Re: charset flap

> So you're suggesting that the server actually parse the output of the
> CGI program to check for charset, and, if absent, add charset? Are
> server implementors prepared to take this performance hit? Or are they
> already parsing CGI output for other reasons?

Actually, they are (unless the script is of the nph- type, in which
case it just gets the raw socket on standard output and has to format
the complete response entirely on its own --- this is *not* the usual
case).

For example, servers implementing CGI are required to set the status
line of the actual response to the value of the "Status:" header of
the script response, if one was supplied; to switch default status
returned from 200 to 302 (perhaps this should be 303 for scripts
invoked via POST?) if Location: was set by the script and Status: was
not; and to add Date:, Server:, and perhaps other headers to those
supplied by the script.  (The Location: business is there because the
presence of a Location: header cued the server that the script wanted
to force a redirect in early CGI versions, before the Status CGI
header existed).  The headers written to stdout by the script cannot
just be sent en bloc to the client.
================================
• [Directive A]
Write out the passage of the CGI reply from "For example, servers" up to and including "to the client.".
• [Directive B]
Pick up the CGI reply after its final sentence and keep writing it.

• [Stored data]
================================
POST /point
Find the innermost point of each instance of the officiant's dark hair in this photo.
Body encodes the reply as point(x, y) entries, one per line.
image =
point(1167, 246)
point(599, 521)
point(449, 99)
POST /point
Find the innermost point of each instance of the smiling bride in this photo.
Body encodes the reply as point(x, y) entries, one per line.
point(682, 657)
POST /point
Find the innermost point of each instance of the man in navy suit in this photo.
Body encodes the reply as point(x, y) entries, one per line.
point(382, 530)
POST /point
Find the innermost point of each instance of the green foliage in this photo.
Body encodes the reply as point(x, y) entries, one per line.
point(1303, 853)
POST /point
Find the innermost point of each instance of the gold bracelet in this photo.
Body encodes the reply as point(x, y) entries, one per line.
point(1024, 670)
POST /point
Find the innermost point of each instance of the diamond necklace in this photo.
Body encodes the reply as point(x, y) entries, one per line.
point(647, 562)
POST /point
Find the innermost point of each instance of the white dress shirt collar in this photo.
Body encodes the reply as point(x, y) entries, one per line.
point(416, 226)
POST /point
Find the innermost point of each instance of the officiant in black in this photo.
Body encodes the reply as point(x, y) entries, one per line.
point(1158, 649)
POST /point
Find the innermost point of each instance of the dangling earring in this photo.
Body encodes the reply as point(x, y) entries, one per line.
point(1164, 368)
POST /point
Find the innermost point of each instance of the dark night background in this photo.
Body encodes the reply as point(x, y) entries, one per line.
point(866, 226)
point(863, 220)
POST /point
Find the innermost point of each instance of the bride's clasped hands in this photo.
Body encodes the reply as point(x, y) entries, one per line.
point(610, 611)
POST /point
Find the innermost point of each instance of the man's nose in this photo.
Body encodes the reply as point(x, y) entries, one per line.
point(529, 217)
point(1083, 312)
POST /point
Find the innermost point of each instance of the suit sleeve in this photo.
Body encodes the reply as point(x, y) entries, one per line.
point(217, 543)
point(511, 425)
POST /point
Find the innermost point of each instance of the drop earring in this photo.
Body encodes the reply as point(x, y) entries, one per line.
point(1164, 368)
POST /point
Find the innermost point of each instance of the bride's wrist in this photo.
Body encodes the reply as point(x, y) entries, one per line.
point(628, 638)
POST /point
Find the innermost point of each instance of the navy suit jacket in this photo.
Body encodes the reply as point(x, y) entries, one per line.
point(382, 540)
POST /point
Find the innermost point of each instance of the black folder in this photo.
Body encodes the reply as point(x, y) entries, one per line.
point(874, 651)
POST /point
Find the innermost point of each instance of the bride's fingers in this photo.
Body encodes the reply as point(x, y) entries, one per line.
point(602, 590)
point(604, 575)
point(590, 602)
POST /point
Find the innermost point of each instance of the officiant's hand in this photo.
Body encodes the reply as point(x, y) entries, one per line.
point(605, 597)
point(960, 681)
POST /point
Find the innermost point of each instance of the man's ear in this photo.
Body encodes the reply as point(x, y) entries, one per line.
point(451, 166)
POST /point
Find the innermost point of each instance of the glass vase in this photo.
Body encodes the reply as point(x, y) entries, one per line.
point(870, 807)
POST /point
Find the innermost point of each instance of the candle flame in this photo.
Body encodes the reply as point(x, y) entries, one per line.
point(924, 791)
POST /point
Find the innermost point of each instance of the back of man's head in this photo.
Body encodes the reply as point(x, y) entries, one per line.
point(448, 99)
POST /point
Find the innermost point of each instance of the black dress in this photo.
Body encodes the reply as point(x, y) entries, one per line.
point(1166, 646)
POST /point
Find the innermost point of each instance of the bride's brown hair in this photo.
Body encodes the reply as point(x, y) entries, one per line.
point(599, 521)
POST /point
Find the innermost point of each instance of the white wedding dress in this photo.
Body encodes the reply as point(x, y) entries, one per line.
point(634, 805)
================================
• [Written reply A]
For example, servers implementing CGI are required to set the status
line of the actual response to the value of the "Status:" header of
the script response, if one was supplied; to switch default status
returned from 200 to 302 (perhaps this should be 303 for scripts
invoked via POST?) if Location: was set by the script and Status: was
not; and to add Date:, Server:, and perhaps other headers to those
supplied by the script.  (The Location: business is there because the
presence of a Location: header cued the server that the script wanted
to force a redirect in early CGI versions, before the Status CGI
header existed).  The headers written to stdout by the script cannot
just be sent en bloc to the client.

• [Written reply B]
I'm not saying here that adding charset to the Content-type header in
responses to post-HTTP/1.0 clients is a model of elegance, but it
isn't unique.  There are other upwards-not-quite-compatible tweaks of
this type in the current spec --- for instance, there's one de facto
set of rules for negotiating persistent connections with an HTTP/1.0
client, and a completely different set of de jure rules for HTTP/1.1,
not to mention the Host: business.  The amount of code required to
implement each of these political compromises isn't very great, but
collectively, they are starting to add up.

And while I'm not a fan of these tweaks generally, I don't find the
charset business any more or less objectionable, on its own merits,
than any of the others (though I'm hardly a MIME guru, and may be
missing some critical issues one way or the other there).

In particular (as the author of the Apache CGI code --- or at least
the retrofitter from the NCSA stuff ;-), I can say with some assurance
that if Apache were made to support this business for ordinary files,
then CGI scripts would come out in the wash without further effort;
the same code (send_http_header) would have to do the same thing in
either case.

If someone wants to say that this is the place to draw the line
against *all* of these upward-not-quite-compatibilities, or just that
it's time to stop tweaking the damn thing and call it finished, there
might be reason to that, but politically, it seems unwise to choose as
the particular scapegoat item something known to be a hot-button issue
with the IESG...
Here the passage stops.